Passage provided:
┄┄┄┄┄┄
When I was 17, my church suggested that each young woman to do a project, similar to an Eagle Project in hours required, etc. These could be anything; learning to sew to learning to bow hunt. For one of mine, I chose to make a quilt for when I got married.
My dad is a huge cross-stitch fan. He does amazing, tiny, intricate types of cross stitching for fun. So, I decided I'd give cross-stitching a go and cross-stitch some of the squares for my future quilt.
Life is like that-one stitch at a time taken patiently and the pattern will come out all
right like the embroidery. --Oliver Wendell Holmes
But, I'm also not a quitter and am super competitive, so I didn't want to give up, nor admit defeat! Instead, I asked, begged really, my mom, my aunts, cousins, friends, sister, all to help me with the cross-stitched squares. I mean those Eagle Scouts get to utilize the time and service from others for their project, so I was game for that kind of assistance!
However, even with the help of friends and family, I still wasn't going to finish it in time for my graduation (the deadline). So, I hurriedly learned how to make some small quilts and was able to give them to hospitals and nursing homes.
With the deadline passed and the smaller quilts-making making it so I could indeed say I made a quilt, the larger, cross-stitched quilt was put on the back burner - the very back burner.
Fast forward nine years, I then had one child and one on the way. We had recently moved to the KC area and I was tending my sister's girls in her home. As we were unpacking some things in my own home, my sister, Giselle found the pieces to the cross-stitched quilt. "What? You still haven't finished this? Bring it with you when you watch the girls, and when I get home (she was a teacher) I'll help you put it together."
And so, we stitched the squares together in two afternoons. We had a mutual friend who was an amazing quilter. Giselle suggested that I go to her house and see if she had suggestions on how to back such a large quilt without having a seam down the center.
On our next trip to our hometown, I took the quilt and visited Mrs. Wallace (our amazing quilter friend). We spread it out on the table and said we wanted to just use a large sheet. She nixed that idea because "it would be too hard to quilt though".
Shortly after we got home, my sister died unexpectedly and I became blessedly busy with four littles and didn't worry about the quilt for a while.
And by "for a while", I mean another twelve years! When I mentioned to my sister-in-law, Mandy, that I've had this quilt for over 20 years started and it hasn't been finished yet. "What!?! Come on- you've already done most of the hard work. We're doing this! It will go pretty quickly."
And so, after about three mornings of super guided sewing, the quilt is finished!!
It is the 21 year quilt because it took that long to finish. But my niece, Mandy, suggested calling it the Giving Quilt because so many people helped to make it happen - they all gave of their time and talents to help out. Each person's name, or initials, is stitched into the square that they cross-stitched. I love that I have that little piece of each one of them!
Those people are: Robyn Anderson, Alan Eastman, Jill Gillis, Jody Ahlstrom, Nicole Ashcroft, Julie Menzie, Mandy Beyeler, Carol Allred, Sarah Richards, and the three to have already gone on to heaven, Barbara Wallace, Ann Johnston, and Giselle Fleming. I couldn't have done it without you!
Our lives are like quilts bits and pieces, joy and sorrow, stitched with love.
┄┄┄┄┄┄
Dataset content:

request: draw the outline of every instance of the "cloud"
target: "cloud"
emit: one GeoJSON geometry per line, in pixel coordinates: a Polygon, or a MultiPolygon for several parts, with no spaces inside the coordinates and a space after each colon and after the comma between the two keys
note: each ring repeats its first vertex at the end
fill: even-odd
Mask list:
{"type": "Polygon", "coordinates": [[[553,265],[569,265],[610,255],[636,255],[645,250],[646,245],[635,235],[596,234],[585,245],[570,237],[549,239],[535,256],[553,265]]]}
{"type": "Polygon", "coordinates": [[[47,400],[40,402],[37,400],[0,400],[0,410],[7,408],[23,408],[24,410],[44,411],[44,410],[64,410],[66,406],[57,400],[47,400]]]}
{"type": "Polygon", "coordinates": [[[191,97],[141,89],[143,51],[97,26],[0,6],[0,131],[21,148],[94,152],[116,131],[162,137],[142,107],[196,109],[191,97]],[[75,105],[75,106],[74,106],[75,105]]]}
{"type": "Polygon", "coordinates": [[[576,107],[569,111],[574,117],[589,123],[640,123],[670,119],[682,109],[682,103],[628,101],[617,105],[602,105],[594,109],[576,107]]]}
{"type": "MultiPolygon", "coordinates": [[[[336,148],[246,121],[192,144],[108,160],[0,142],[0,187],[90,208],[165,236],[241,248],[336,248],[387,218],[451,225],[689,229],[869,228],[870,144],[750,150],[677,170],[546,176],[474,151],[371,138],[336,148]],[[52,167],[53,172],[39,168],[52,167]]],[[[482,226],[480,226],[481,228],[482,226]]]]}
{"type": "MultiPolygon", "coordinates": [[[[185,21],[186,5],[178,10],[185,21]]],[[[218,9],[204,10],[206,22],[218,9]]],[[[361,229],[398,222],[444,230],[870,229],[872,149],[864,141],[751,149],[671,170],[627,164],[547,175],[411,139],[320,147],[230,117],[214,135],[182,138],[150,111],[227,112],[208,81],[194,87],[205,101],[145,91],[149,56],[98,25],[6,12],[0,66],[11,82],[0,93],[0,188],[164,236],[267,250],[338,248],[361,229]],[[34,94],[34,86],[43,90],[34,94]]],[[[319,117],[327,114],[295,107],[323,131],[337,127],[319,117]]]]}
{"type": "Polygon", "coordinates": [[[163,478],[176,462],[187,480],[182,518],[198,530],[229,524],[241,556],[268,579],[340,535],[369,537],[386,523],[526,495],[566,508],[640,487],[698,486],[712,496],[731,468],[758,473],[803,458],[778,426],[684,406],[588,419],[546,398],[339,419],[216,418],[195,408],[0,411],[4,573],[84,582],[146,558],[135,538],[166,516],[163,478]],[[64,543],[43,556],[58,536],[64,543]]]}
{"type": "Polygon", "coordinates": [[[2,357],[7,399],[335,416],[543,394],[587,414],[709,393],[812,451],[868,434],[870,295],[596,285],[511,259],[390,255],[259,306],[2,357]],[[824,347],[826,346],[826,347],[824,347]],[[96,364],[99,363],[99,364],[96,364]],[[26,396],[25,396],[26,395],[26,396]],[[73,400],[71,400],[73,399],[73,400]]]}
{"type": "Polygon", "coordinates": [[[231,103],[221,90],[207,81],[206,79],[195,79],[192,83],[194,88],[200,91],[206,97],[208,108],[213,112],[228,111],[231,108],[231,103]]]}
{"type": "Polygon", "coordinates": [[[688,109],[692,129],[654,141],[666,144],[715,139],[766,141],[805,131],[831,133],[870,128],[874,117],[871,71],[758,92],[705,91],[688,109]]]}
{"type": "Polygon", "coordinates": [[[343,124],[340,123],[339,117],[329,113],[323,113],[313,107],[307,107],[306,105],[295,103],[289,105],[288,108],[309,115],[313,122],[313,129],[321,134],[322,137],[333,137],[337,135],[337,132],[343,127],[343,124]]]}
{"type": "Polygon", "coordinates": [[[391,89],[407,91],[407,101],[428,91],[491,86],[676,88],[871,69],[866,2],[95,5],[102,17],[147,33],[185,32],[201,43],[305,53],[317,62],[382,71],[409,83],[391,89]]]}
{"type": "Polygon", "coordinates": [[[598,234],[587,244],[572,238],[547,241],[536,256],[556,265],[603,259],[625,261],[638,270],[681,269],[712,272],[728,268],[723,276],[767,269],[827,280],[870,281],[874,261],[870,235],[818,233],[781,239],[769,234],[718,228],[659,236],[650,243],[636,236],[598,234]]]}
┄┄┄┄┄┄
Reproduce the quilt story word for word, beginning with the words "Shortly after we" and stopping after "one of them!".

Exercise solution:
Shortly after we got home, my sister died unexpectedly and I became blessedly busy with four littles and didn't worry about the quilt for a while.
And by "for a while", I mean another twelve years! When I mentioned to my sister-in-law, Mandy, that I've had this quilt for over 20 years started and it hasn't been finished yet. "What!?! Come on- you've already done most of the hard work. We're doing this! It will go pretty quickly."
And so, after about three mornings of super guided sewing, the quilt is finished!!
It is the 21 year quilt because it took that long to finish. But my niece, Mandy, suggested calling it the Giving Quilt because so many people helped to make it happen - they all gave of their time and talents to help out. Each person's name, or initials, is stitched into the square that they cross-stitched. I love that I have that little piece of each one of them!